(GIVEN PASSAGE Opens)

# Promoter CNN with Best Hyperparameters

This notebook implements the Promoter CNN model using the optimal hyperparameters found through comprehensive hyperparameter tuning. It leverages the modular codebase structure and applies the best configuration from `best_hyperparameters.json`.

## Key Features
- **Optimal hyperparameters** from comprehensive tuning results
- **One-hot encoding** of DNA sequences (A, T, G, C, N)
- **Optimized CNN architecture** with best depth and channel configuration
- **Advanced training setup** with optimal optimizer, scheduler, and loss function
- **Device-agnostic training** (CUDA/MPS/CPU)
- **Comprehensive evaluation** and visualization

## Hyperparameter Configuration
Based on `best_hyperparameters.json`:
- **Architecture**: 4-layer depth, 64 base channels, 0.3 dropout
- **Training**: AdamW optimizer, 0.0005 learning rate, 5e-05 weight decay
- **Advanced**: Cosine scheduler, KL-divergence loss, gradient clipping
- **Batch size**: 64, Max epochs: 50, Early stopping: 15 patience

## Table of Contents
1. [Environment Setup](#Environment-Setup)
2. [Hyperparameter Loading](#Hyperparameter-Loading)
3. [Data Loading and Preprocessing](#Data-Loading-and-Preprocessing)
4. [Model Architecture](#Model-Architecture)
5. [Training Configuration](#Training-Configuration)
6. [Training Loop](#Training-Loop)
7. [Evaluation and Results](#Evaluation-and-Results)
8. [Visualization](#Visualization)
9. [Model Saving](#Model-Saving)


## Environment Setup

First, let's import all necessary libraries and modules from our codebase.

(GIVEN PASSAGE Closes)

» **EXERCISE 1**: Please retype the stretch of the Promoter CNN notebook from "- **Optimized CNN" through "1. [Environment Setup](#Environment-Setup)".
» **EXERCISE 2**: Write what comes next in the Promoter CNN notebook, starting right after its final sentence.

(RECORDS PROVIDED Opens)

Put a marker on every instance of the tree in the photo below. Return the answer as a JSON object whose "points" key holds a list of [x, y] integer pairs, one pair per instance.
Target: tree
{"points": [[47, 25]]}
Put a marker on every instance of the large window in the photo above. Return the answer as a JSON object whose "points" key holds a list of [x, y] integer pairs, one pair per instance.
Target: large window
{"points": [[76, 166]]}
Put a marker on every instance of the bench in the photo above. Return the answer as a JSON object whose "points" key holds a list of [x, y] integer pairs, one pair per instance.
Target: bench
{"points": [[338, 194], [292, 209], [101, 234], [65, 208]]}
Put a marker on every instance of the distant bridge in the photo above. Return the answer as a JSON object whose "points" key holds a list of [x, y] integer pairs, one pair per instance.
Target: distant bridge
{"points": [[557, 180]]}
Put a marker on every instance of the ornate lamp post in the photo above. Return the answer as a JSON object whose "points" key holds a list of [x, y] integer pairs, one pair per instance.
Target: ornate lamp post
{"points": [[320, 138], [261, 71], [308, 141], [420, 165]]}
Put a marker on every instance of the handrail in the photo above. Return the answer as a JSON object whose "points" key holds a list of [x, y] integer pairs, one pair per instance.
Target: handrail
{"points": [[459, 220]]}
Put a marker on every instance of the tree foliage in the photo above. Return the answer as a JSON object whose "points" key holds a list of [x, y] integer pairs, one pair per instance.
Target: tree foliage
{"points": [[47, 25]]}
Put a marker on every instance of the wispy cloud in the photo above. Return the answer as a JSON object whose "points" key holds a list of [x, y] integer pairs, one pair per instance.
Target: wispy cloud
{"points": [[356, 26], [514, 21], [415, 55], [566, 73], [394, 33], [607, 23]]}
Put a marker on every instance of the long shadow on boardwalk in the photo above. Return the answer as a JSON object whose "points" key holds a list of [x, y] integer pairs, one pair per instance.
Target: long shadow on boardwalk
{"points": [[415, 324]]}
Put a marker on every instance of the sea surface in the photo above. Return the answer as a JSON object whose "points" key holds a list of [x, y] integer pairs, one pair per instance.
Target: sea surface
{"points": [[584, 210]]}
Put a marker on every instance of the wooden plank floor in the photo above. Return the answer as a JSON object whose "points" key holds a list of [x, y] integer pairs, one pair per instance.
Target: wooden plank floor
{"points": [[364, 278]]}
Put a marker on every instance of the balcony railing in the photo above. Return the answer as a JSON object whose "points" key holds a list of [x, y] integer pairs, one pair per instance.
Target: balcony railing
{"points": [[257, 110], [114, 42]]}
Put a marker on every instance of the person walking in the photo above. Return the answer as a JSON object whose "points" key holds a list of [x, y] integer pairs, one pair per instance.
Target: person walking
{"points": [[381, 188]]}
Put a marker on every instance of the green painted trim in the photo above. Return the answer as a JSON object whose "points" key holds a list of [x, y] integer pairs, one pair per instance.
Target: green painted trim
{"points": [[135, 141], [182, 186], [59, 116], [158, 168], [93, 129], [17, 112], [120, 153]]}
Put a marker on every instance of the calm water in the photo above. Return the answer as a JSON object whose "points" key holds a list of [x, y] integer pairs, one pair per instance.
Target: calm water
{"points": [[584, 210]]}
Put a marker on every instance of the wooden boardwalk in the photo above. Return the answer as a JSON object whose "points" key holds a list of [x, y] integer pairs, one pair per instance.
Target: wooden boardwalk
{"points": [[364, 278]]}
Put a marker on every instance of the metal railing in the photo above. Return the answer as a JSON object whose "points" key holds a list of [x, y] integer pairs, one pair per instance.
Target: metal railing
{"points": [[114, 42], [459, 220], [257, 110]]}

(RECORDS PROVIDED Closes)

» **EXPECTED OUTPUT 1**:
- **Optimized CNN architecture** with best depth and channel configuration
- **Advanced training setup** with optimal optimizer, scheduler, and loss function
- **Device-agnostic training** (CUDA/MPS/CPU)
- **Comprehensive evaluation** and visualization

## Hyperparameter Configuration
Based on `best_hyperparameters.json`:
- **Architecture**: 4-layer depth, 64 base channels, 0.3 dropout
- **Training**: AdamW optimizer, 0.0005 learning rate, 5e-05 weight decay
- **Advanced**: Cosine scheduler, KL-divergence loss, gradient clipping
- **Batch size**: 64, Max epochs: 50, Early stopping: 15 patience

## Table of Contents
1. [Environment Setup](#Environment-Setup)

» **EXPECTED OUTPUT 2**:
In [None]:
# Standard libraries
import os
import sys
import numpy as np
import pandas as pd
import matplotlib.pyplot as plt
import seaborn as sns
from pathlib import Path
import json
import time
from typing import Dict, List, Tuple, Any
import warnings
warnings.filterwarnings('ignore')

# PyTorch
import torch
import torch.nn as nn
import torch.nn.functional as F
from torch.utils.data import DataLoader, random_split
from torch.optim import Adam, AdamW, SGD, RMSprop
from torch.optim.lr_scheduler import ReduceLROnPlateau, CosineAnnealingLR, StepLR, ExponentialLR

# Sklearn for metrics
from sklearn.metrics import r2_score, mean_squared_error

# Add project root to path
project_root = Path().resolve().parent.parent
sys.path.append(str(project_root))

print(f"Project root: {project_root}")
print(f"Python path updated")
print(f"PyTorch version: {torch.__version__}")
print(f"CUDA available: {torch.cuda.is_available()}")
if hasattr(torch.backends, 'mps'):
    print(f"MPS available: {torch.backends.mps.is_available()}")
else:
    print("MPS not available")


Project root: /Users/jaydenthai/Dev/University Work/2025sem2/Data Science Research Project /DS-Research-Project-Tumor-Expression
Python path updated
PyTorch version: 2.5.1
CUDA available: False
MPS available: True


In [None]:
# Import custom modules from our codebase
try:
    # Core model and data utilities
    from src.models.cnn.model import PromoterCNN
    from src.utils.data import PromoterDataset, load_and_prepare_data
    
    # Training and evaluation utilities
    from src.utils.training import train_epoch, validate_epoch, evaluate_model
    from src.utils.device import create_device_manager

    from improved_hyperparameter_tuning import EnhancedPromoterCNN
    
    # Visualization utilities
    from src.utils.viz import plot_results
    
    print("✅ Successfully imported all custom modules")
    print("   📁 CNN Model: PromoterCNN")
    print("   📁 Data Utils: PromoterDataset, load_and_prepare_data")
    print("   📁 Training Utils: train_epoch, validate_epoch, evaluate_model")
    print("   📁 Device Utils: create_device_manager")
    print("   📁 Visualization: plot_results")
    
except ImportError as e:
    print(f"❌ Import error: {e}")
    print("Please ensure the project structure is correct and src/ modules are available")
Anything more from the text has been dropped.